** Kutipan Teks **
• • • • •

Senin, 13 Oktober 2014


Warga sedang Menyantap Gandung Pengganti Nasi
KM.Salaja Kampo--Meski Indonesia menyatakan diri sebagai Negara merdeka, namun masih ada saja masyarakat yang hidup jauh dari kata merdeka. Berikut merupakan kilas aktivitas warga di Desa Karampi Kecamatan Langgudu. Mereka mengganti makanan pokok dari nasi dengan gandung, lantaran gagal panen akibat kemarau panjang.


Sedikitnya empat desa di kawasan pesisir pantai di Kecamatan Langgudu terpaksa mengonsumsi gandung. Empat desa tersebut, antara lain, Desa Karampi, Sarae Ruma, Waduruka dan Desa Pusu. Kondisi tersebut terjadi sejak tiga bulan belakangan ini karena terjadi gagal panen dan kemarau yang berkepanjangan melanda daerah tersebut. 
Dari keempat desa tersebut, warga Desa Karampi lah yang tergolong paling parah untuk tingkat konsumsinya. Terlebih di Dusun Nanga Ni’u, Soro Bali dan Mamba Na’e. Di tiga dusun tersebut, gandum malah sudah menjadi makanan pokok warga. Mereka mengonsumsi gandung sebanyak tiga kali sehari layaknya nasi.
Ironisnya, gandung yang merupakan umbi-umbian tersebut mengandung zat beracun. Meski mengetahui makanan tersebut beracun, namun warga tidak punya pilihan lain. Hal itu disebabkan karena makanan pokok berupa nasi, semakin sulit diperoleh warga. 
“Kondisi ini tidak lain karena kemarau panjang. Sehingga para petani mengalami gagal panen,” ungkap Subhan warga Desa Karampi.
Gandung atau yang biasa disebut warga Bima “lede” ini, merupakan makanan khas Bima. Khususnya di wilayah Karampi masih banyak ditemukan warga mengonsumsi makanan ini. Gandung biasanya dimakan dengan kelapa yang diparut ditambah dengan ikan laut. Seiring desakan kebutuhan hidup, makanan ini kini disulap menjadi makanan pokok pengganti nasi oleh warga setempat.
Akibat mengonsumsi gandung ini, tidak sedikit warga mengalami keracunan. Karena mengandung makanan berbahaya, terkadang warga mengalami keracunan usai mengonsumsi makanan tersebut.

• • • • •

** Catatan Tersimpan **
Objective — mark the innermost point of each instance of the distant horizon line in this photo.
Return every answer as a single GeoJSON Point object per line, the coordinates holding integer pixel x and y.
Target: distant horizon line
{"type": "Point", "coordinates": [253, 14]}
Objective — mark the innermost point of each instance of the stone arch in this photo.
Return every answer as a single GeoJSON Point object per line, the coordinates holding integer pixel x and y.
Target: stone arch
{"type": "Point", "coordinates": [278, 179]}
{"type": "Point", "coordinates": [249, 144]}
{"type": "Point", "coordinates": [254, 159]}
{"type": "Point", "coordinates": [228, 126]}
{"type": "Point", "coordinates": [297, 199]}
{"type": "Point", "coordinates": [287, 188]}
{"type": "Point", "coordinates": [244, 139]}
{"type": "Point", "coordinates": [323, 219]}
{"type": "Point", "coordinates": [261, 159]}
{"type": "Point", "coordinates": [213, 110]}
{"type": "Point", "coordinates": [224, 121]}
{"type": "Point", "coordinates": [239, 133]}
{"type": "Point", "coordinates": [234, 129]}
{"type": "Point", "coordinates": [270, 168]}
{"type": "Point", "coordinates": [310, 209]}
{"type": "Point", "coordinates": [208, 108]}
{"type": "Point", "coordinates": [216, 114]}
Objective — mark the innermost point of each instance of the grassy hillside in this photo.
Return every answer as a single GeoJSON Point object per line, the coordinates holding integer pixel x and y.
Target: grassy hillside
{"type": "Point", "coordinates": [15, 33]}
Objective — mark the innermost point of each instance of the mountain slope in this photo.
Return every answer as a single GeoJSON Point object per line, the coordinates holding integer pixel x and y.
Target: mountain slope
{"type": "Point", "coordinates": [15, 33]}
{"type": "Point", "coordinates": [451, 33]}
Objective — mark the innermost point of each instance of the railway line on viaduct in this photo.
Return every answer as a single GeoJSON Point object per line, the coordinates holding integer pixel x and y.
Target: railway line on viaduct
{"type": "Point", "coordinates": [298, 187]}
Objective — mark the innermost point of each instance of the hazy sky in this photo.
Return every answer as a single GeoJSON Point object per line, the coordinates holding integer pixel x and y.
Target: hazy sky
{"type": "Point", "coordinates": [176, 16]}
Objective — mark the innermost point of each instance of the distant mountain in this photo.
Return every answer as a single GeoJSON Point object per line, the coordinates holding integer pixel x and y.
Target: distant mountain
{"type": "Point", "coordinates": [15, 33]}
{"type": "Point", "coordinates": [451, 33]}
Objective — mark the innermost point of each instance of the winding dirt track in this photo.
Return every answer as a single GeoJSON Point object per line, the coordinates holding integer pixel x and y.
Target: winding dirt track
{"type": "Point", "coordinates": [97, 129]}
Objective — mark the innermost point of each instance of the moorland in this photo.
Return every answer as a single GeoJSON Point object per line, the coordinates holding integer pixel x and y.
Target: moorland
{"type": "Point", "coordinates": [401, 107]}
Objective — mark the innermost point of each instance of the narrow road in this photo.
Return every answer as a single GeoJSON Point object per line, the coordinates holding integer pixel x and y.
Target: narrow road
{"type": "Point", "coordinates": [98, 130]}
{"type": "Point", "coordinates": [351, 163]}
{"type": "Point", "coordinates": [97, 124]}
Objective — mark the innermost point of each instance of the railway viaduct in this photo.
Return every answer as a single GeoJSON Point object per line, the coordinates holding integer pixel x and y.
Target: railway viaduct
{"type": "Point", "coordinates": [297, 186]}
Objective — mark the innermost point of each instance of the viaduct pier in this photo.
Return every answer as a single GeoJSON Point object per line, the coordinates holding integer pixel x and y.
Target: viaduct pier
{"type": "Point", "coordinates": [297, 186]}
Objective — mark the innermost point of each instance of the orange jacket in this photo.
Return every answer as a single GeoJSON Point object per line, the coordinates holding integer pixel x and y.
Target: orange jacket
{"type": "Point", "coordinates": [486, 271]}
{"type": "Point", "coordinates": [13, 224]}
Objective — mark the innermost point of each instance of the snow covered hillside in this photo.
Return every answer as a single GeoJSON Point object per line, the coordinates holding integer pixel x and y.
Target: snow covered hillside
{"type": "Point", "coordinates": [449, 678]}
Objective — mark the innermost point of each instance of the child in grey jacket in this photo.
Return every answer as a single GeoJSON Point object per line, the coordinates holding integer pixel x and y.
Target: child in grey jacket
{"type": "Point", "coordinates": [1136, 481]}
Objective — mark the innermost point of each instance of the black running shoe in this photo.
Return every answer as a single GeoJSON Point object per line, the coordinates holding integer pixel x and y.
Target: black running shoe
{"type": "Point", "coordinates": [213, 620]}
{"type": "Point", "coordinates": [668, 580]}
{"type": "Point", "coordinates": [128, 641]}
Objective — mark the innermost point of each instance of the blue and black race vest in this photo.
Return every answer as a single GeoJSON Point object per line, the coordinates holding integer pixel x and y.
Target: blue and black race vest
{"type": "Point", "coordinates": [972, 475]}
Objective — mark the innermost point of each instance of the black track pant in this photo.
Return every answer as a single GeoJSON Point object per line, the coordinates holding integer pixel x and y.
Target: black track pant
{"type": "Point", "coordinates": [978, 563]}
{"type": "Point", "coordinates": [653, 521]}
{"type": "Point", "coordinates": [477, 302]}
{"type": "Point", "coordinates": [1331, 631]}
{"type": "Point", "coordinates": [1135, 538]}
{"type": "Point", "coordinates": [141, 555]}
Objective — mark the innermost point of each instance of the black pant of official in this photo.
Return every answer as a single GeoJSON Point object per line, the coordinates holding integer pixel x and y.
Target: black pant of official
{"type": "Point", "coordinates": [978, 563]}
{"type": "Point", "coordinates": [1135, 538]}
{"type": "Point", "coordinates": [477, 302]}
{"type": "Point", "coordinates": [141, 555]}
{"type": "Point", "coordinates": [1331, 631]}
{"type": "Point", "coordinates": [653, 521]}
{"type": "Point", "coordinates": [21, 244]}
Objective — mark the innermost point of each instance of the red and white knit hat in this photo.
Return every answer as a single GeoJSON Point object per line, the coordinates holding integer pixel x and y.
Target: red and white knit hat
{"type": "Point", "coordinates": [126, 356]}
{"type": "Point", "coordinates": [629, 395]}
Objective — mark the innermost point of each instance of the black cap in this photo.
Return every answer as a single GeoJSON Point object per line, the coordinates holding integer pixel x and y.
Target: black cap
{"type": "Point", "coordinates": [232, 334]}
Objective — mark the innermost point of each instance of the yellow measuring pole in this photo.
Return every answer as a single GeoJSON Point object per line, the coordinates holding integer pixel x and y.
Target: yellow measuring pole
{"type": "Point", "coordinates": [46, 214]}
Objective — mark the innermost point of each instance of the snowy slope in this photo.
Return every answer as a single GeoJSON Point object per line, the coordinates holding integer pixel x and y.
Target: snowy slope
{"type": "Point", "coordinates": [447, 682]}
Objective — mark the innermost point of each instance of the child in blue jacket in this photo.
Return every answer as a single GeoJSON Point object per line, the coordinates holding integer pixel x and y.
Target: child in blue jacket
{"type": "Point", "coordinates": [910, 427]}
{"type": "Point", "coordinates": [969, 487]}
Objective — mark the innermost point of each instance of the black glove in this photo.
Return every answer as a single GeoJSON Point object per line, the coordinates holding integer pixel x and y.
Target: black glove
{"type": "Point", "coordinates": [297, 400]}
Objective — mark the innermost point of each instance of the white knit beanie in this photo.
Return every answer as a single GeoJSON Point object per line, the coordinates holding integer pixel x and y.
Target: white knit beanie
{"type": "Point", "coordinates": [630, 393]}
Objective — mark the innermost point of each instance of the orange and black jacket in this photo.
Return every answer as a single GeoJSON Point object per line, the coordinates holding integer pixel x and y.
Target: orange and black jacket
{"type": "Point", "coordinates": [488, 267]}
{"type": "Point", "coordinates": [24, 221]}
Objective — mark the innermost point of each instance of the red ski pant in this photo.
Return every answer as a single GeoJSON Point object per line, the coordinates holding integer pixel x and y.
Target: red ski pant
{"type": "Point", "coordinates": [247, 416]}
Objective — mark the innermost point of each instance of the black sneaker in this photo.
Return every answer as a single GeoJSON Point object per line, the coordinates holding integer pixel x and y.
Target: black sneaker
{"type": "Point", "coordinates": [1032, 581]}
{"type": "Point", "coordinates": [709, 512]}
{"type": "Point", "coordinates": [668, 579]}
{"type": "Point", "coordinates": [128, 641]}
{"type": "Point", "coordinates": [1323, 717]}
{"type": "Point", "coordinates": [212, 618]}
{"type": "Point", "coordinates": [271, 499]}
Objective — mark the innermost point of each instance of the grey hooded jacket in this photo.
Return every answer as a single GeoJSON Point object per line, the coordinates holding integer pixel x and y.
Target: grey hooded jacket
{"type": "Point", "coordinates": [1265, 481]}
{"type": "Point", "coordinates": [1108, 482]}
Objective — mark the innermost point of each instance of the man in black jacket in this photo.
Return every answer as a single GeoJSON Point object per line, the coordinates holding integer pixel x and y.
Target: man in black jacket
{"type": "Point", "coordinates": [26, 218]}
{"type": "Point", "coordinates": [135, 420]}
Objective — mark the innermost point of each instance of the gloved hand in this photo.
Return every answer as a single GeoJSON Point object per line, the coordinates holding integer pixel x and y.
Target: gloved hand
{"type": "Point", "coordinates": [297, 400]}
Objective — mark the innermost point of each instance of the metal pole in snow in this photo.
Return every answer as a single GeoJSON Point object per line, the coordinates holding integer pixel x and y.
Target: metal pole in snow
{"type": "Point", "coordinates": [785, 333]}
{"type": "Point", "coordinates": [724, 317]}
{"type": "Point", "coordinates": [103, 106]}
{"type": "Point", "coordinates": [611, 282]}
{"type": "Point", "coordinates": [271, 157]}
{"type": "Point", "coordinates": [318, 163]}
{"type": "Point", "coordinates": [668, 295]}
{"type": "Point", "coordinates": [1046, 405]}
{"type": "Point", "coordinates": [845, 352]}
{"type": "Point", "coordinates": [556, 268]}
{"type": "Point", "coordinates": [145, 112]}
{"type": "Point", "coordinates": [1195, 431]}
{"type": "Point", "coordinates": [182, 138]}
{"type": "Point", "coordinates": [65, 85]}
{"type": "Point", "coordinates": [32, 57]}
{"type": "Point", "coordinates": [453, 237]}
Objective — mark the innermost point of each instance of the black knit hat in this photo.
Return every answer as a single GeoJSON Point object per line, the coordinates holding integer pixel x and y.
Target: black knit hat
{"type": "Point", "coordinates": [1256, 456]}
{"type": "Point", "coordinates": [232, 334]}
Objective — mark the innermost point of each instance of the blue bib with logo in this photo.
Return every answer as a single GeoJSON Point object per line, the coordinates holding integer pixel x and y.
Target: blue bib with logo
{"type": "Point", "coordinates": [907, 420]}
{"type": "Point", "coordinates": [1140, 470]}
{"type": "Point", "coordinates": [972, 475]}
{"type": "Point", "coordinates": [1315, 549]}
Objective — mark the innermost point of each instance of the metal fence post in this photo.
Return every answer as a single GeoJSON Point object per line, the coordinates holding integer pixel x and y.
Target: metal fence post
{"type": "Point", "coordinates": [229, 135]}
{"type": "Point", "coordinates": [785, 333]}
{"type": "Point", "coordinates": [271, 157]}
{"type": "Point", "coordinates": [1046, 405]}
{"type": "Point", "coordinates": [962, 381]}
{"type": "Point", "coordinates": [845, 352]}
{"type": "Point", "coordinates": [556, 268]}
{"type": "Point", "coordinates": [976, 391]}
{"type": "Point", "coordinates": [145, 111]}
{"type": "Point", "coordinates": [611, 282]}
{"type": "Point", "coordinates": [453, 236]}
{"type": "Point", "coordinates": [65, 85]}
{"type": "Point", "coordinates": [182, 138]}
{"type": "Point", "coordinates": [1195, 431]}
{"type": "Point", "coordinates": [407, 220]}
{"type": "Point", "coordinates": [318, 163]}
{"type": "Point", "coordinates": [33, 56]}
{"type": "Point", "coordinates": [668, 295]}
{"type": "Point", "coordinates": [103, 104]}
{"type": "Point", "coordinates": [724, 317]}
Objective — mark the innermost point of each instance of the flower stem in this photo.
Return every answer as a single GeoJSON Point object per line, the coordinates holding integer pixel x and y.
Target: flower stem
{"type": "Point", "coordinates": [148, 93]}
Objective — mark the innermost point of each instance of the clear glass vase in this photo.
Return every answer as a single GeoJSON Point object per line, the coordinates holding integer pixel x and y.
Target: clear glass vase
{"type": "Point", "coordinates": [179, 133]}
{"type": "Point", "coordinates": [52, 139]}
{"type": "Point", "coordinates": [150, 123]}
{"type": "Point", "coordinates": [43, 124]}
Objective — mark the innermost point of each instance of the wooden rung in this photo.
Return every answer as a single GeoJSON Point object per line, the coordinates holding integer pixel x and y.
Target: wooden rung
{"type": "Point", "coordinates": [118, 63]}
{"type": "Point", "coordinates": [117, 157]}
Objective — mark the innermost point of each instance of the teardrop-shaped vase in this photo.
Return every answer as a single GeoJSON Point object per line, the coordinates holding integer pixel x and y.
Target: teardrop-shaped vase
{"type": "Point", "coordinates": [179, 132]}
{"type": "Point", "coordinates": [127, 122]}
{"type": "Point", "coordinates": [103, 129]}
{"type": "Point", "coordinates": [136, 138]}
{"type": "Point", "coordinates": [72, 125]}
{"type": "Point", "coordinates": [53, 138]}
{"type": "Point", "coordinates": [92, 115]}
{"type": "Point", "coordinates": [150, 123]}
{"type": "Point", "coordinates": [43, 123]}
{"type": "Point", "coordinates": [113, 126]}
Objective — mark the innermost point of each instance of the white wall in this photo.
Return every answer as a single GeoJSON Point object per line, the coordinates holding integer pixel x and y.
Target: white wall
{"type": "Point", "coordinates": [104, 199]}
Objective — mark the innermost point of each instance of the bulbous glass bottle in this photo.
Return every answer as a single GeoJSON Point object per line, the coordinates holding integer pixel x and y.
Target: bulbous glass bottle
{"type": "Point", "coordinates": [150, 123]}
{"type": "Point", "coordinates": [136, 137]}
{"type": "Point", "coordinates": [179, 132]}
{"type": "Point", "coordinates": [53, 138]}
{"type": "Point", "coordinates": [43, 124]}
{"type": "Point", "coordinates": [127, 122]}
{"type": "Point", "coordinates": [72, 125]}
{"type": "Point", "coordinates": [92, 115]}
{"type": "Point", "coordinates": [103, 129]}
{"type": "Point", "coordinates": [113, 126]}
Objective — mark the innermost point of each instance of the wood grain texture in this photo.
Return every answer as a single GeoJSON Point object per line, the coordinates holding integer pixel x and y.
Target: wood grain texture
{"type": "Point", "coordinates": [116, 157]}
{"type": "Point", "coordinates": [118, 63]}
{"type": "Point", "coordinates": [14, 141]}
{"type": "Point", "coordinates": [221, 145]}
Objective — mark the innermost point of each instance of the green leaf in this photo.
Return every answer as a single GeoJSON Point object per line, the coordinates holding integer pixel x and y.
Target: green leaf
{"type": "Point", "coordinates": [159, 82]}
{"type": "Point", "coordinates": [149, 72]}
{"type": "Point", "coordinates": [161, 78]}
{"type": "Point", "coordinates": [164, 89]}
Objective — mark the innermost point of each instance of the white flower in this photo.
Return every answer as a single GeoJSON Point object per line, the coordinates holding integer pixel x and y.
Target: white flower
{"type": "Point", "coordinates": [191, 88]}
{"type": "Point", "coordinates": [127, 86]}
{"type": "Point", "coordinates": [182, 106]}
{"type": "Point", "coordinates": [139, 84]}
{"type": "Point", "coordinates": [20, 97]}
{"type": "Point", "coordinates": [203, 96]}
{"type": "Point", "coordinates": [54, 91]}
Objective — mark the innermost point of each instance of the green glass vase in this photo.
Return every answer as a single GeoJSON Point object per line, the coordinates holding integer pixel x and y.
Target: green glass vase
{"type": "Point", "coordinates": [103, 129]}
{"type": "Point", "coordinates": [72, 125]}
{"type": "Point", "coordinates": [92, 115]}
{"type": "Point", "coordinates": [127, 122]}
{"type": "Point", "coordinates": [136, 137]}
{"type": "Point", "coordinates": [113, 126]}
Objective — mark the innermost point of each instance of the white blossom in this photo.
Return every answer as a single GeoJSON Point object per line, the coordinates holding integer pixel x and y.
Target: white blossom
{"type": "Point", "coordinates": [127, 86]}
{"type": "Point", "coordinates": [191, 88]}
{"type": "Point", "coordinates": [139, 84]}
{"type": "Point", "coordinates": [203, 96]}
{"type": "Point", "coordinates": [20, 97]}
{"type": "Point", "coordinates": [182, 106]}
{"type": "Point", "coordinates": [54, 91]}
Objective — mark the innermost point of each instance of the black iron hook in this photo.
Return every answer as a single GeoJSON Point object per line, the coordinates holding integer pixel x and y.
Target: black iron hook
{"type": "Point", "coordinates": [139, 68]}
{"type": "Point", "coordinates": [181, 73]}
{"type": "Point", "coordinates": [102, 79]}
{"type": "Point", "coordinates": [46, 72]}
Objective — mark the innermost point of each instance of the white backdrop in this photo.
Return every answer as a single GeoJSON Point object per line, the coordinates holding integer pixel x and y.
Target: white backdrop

• • • • •

** Ketentuan Latihan **
A: Ringkaslah kutipan teks tentang konsumsi gandung di Kecamatan Langgudu dalam dua kalimat.
B: Lanjutkan kutipan teks tentang warga yang memakan gandung, dimulai setelah kalimat terakhirnya.

** Jawaban Tiap Tugas **
A: Sedikitnya empat desa pesisir di Kecamatan Langgudu, yaitu Karampi, Sarae Ruma, Waduruka, dan Pusu, terpaksa mengonsumsi gandung sebagai pengganti nasi sejak tiga bulan belakangan karena gagal panen akibat kemarau panjang. Meski umbi ini mengandung zat beracun dan tidak sedikit warga mengalami keracunan, mereka tidak punya pilihan lain karena nasi semakin sulit diperoleh.

B:
Bahkan, data yang dihimpun di Dusun Sorobali sendiri, terdapat lebih dari 20 orang yang keracunan akibat mengonsumsi makanan ini. “Sisanya, ada juga warga yang mengalami pusing dan mual seperti orang mabuk perjalanan,” kata pria 30 tahun ini.
Sementara itu, Kades Karampi, Rifdun mengaku, kondisi tersebut sudah sering dirasakan warga setempat. Terlebih umbi-umbian tersebut salah diracik atau hanya diramu sealakadarnya. Karena proses pembuatan hingga bisa diolah menjadi makanan tersebut membutuhkan waktu yang lama dan kelihaian. 
“Seperti melakukan penjemuran dan pencucian gandung, harus dilakukan minimal satu hari. Agar kadar racun yang terdapat dalam gandung berkurang dan bahkan hilang,” ujarnya.
Dijelaskannya, usai menjemur gadung yang sudah dikupas, kemudian dicuci selama berjam-jam di air laut. Setelah itu dijemur selama berhari-hari dan barulah bisa dimasak. “Kalau tahapan seperti itu sudah dilakukan, barulah bisa dimakan,” terangnya.
Warga berharap, pemerintah segera membuka mata dan membantu mereka agar tidak terus-terusan mengkonsumsi gandung. Warga sangat membutuhkan bantuan beras dan air bersih untuk memenuhi kebutuhan mereka setiap harinya. (SK.Edo)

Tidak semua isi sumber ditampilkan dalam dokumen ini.